Read the records and gather each line that includes "coat".

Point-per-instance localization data
=== Section Start ===
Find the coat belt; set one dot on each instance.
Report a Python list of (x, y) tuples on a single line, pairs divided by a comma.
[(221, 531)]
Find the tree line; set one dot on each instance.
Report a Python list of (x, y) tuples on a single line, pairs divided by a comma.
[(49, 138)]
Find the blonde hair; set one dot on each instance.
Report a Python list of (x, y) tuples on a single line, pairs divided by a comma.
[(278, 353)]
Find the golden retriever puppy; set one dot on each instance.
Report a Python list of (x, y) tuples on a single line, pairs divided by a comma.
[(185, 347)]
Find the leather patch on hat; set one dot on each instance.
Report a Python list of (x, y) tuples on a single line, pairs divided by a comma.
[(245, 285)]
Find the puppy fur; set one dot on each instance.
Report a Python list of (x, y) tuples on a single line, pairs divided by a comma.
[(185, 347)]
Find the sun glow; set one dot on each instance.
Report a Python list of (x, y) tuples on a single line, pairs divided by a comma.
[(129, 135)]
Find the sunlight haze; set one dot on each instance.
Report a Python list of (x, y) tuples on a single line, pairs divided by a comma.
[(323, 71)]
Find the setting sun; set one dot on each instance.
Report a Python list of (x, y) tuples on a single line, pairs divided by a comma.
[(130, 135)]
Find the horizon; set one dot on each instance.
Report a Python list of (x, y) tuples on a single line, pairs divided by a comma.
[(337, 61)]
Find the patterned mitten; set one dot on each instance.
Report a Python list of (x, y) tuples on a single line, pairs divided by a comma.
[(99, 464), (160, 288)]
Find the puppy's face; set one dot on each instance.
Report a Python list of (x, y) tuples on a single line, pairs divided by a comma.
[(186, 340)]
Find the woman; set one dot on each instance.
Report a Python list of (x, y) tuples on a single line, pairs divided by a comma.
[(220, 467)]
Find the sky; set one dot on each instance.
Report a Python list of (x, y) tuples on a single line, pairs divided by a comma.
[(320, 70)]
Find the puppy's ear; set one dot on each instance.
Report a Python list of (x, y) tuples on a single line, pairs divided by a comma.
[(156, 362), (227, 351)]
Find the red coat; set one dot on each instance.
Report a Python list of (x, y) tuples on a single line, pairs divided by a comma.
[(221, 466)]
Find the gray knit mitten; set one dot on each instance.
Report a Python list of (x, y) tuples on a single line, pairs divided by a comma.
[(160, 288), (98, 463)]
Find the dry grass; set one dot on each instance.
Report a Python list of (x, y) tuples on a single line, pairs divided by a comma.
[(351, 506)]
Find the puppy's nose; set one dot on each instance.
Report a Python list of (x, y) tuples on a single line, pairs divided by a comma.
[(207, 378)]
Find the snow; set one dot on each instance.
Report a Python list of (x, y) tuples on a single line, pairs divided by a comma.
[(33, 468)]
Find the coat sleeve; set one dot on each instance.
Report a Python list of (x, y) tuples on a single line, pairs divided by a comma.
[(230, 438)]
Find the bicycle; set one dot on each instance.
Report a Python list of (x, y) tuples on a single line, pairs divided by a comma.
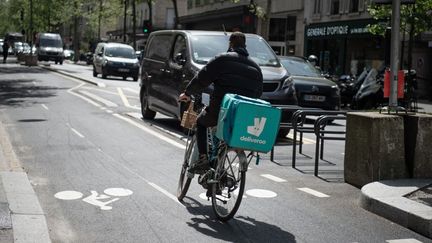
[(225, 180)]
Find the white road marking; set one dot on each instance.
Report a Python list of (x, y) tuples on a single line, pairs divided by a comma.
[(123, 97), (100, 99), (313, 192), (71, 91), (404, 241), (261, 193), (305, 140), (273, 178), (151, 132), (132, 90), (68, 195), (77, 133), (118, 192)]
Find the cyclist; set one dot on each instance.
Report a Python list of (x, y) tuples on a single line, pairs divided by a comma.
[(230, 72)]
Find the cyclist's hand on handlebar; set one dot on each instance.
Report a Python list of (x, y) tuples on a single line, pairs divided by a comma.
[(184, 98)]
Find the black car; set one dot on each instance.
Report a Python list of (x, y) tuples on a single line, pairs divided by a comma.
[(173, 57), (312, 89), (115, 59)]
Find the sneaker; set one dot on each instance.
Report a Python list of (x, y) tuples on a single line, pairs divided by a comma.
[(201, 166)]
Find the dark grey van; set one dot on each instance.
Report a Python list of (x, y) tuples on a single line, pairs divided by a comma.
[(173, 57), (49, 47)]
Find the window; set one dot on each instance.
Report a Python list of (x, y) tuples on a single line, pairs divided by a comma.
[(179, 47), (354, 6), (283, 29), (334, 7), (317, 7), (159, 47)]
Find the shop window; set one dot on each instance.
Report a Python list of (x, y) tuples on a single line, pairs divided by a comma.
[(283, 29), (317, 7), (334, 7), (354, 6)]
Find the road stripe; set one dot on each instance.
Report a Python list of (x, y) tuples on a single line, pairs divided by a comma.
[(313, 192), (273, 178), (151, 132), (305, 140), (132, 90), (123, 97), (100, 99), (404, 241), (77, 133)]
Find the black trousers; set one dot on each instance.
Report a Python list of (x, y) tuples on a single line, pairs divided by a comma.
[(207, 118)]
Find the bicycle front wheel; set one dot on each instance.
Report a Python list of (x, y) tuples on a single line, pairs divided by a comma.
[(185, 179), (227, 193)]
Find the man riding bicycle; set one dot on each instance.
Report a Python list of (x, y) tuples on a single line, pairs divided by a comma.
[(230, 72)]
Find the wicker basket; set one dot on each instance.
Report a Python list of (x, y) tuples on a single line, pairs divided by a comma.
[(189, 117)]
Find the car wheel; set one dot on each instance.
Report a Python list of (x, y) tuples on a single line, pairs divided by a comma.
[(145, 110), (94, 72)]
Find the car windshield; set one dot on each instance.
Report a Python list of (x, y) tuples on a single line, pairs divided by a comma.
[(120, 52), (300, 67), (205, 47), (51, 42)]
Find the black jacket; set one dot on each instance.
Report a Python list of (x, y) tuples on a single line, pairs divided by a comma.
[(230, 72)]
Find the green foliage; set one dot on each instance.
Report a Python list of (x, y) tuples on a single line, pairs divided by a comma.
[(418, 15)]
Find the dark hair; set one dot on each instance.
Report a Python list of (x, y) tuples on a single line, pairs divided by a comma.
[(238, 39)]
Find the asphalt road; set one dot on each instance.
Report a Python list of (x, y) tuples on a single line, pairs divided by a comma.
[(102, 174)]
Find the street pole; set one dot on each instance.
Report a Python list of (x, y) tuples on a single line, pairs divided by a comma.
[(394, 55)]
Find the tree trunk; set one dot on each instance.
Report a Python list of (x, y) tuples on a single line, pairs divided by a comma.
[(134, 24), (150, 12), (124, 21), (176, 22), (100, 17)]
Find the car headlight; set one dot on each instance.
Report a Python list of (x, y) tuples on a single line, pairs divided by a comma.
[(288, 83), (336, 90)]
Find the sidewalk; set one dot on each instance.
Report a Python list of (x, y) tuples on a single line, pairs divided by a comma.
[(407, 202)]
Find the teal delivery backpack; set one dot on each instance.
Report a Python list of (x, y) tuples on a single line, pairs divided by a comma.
=== Section End ===
§ SOLUTION FOR THIS TASK:
Find the coat belt; set one dot on each instance.
Find the red coat; set one dot on each instance.
Find the coat sleeve; set one dot on each instance.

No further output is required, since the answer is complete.